_Gestellte Aufgabe A:_ Führen Sie alle Sätze aus dem Text zur Benachteiligung nach dem AGG auf, in denen das Wort „Stellenbewerber“ vorkommt.
_Gestellte Aufgabe B:_
Prüfen Sie bitte, ob die folgenden Aussagen mit dem Text zur Benachteiligung nach dem AGG übereinstimmen. Antworten Sie jeweils mit Ja oder Nein, und zitieren Sie die entscheidenden Worte des Textes.
(i) § 3 Abs. 2 AGG verweist ausdrücklich auf eine vergleichbare Situation als Voraussetzung der Benachteiligung.
(ii) Der Stellenbewerber war für die ausgeschriebene Stelle objektiv nicht geeignet.
(iii) Durch die mittelbare Benachteiligung wird der Tatbestand der Benachteiligung erweitert.
_Gestellte Aufgabe C:_ Greifen Sie den Text zur Benachteiligung nach dem AGG auf, und schreiben Sie ihn im Anschluss an seinen letzten Satz weiter.

_Seitentext:_
____________
Der Stellenbewerber wurde somit durch den vorzeitigen Ausschluss aus dem Bewerbungsverfahren nicht unmittelbar benachteiligt. Er befand sich mit den zum Vorstellungsgespräch eingeladenen Mitbewerberinnen und Mitbewerbern nicht in einer vergleichbaren Situation. Denn er war für die ausgeschriebene Stelle objektiv nicht geeignet. Es gibt keine Anhaltspunkte, die die erforderlichen hervorragenden Rechtskenntnisse beim Stellenbewerber auch nur vermuten lassen.
Aus denselben Gründen wurde der Stellenbewerber ebenso wenig im Sinne des § 3 Abs. 2 AGG mittelbar benachteiligt. Nach dem Willen des Gesetzgebers setzt auch eine mittelbare Benachteiligung voraus, dass der Benachteiligte konkret betroffen ist7. Zwar verweist § 3 Abs. 2 anders als § 3 Abs. 1 AGG nicht ausdrücklich auf eine vergleichbare Situation als Voraussetzung der Benachteiligung. Mit der mittelbaren Benachteiligung wird aber lediglich der Tatbestand der Benachteiligung erweitert. Die Grundlage zur Feststellung einer Benachteiligung, die vergleichbare Situation, bleibt davon unberührt. Insoweit knüpft § 3 Abs. 2 an § 3 Abs. 1 AGG an8. Der Stellenbewerber wurde von der Arbeitgeberin auch nicht mittelbar benachteiligt.
____________
_Bereitgestelltes Material:_
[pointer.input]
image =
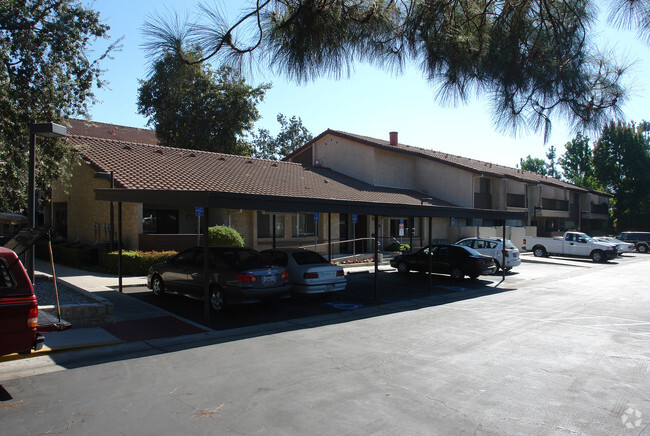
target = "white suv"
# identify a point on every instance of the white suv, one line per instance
(493, 247)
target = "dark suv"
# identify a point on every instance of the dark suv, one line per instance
(640, 239)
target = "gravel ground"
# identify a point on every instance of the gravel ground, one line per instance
(44, 290)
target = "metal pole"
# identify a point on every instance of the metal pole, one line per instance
(376, 255)
(112, 218)
(206, 269)
(119, 244)
(430, 256)
(411, 230)
(31, 203)
(329, 236)
(56, 289)
(273, 231)
(503, 252)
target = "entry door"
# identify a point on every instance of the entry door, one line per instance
(343, 233)
(362, 232)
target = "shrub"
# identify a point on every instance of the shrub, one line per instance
(396, 246)
(70, 254)
(224, 236)
(135, 263)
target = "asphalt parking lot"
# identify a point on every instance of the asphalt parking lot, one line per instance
(360, 292)
(561, 347)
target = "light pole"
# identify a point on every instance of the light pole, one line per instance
(535, 209)
(580, 218)
(48, 130)
(109, 176)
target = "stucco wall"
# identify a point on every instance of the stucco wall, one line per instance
(349, 158)
(444, 182)
(88, 218)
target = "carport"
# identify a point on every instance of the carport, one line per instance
(285, 204)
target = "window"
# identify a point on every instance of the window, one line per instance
(516, 200)
(484, 186)
(265, 225)
(6, 279)
(160, 221)
(553, 204)
(302, 224)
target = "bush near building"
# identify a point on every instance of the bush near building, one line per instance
(135, 263)
(224, 236)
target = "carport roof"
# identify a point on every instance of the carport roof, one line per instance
(149, 173)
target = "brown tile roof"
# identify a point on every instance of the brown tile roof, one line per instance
(475, 166)
(145, 166)
(109, 131)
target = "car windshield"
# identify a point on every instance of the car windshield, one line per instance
(308, 257)
(242, 258)
(471, 251)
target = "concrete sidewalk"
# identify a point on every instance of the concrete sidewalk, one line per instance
(134, 320)
(130, 313)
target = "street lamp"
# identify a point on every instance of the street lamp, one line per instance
(535, 209)
(580, 218)
(109, 176)
(48, 130)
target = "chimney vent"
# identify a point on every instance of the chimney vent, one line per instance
(393, 139)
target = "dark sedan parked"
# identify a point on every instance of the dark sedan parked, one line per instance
(237, 275)
(455, 260)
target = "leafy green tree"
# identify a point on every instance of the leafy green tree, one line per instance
(533, 164)
(46, 74)
(551, 166)
(191, 106)
(534, 58)
(622, 165)
(292, 135)
(576, 162)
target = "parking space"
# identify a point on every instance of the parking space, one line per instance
(393, 287)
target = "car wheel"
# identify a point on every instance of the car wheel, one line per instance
(457, 274)
(217, 302)
(597, 256)
(539, 252)
(402, 268)
(157, 286)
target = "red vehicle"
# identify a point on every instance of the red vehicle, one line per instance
(18, 307)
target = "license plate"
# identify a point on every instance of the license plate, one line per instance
(268, 280)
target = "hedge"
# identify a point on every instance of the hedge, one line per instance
(224, 236)
(135, 263)
(396, 246)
____________
_Schriftliche Antwort A:_
1. „Der Stellenbewerber wurde somit durch den vorzeitigen Ausschluss aus dem Bewerbungsverfahren nicht unmittelbar benachteiligt.“
2. „Es gibt keine Anhaltspunkte, die die erforderlichen hervorragenden Rechtskenntnisse beim Stellenbewerber auch nur vermuten lassen.“
3. „Aus denselben Gründen wurde der Stellenbewerber ebenso wenig im Sinne des § 3 Abs. 2 AGG mittelbar benachteiligt.“
4. „Der Stellenbewerber wurde von der Arbeitgeberin auch nicht mittelbar benachteiligt.“

_Schriftliche Antwort B:_
(i) Nein: „Zwar verweist § 3 Abs. 2 anders als § 3 Abs. 1 AGG nicht ausdrücklich auf eine vergleichbare Situation als Voraussetzung der Benachteiligung.“
(ii) Ja: „Denn er war für die ausgeschriebene Stelle objektiv nicht geeignet.“
(iii) Ja: „Mit der mittelbaren Benachteiligung wird aber lediglich der Tatbestand der Benachteiligung erweitert.“

_Schriftliche Antwort C:_
Das gefundene Ergebnis widerspricht nicht dem EG-Recht. Es ist europarechtskonform, im Rahmen eines Bewerbungsverfahrens erst dann von der Benachteiligung eines Betroffenen auszugehen, wenn die zu vergleichenden Bewerber und Bewerberinnen zumindest objektiv für die ausgeschriebene Stelle geeignet sind. Art. 17 der Richtlinie 2000/78/EG zur Festlegung eines allgemeinen Rahmens für die Verwirklichung der Gleichbehandlung in Beschäftigung und Beruf lautet:
„Die Mitgliedsstaaten legen die Sanktionen fest, die bei einem Verstoß gegen die einzelstaatlichen Vorschriften zur Anwendung dieser Richtlinie zu verhängen sind, und treffen alle erforderlichen Maßnahmen, um deren Durchführung zu gewährleisten. Die Sanktionen, die auch Schadenersatzleistungen an die Opfer umfassen können, müssen wirksam, verhältnismäßig und abschreckend sein…“.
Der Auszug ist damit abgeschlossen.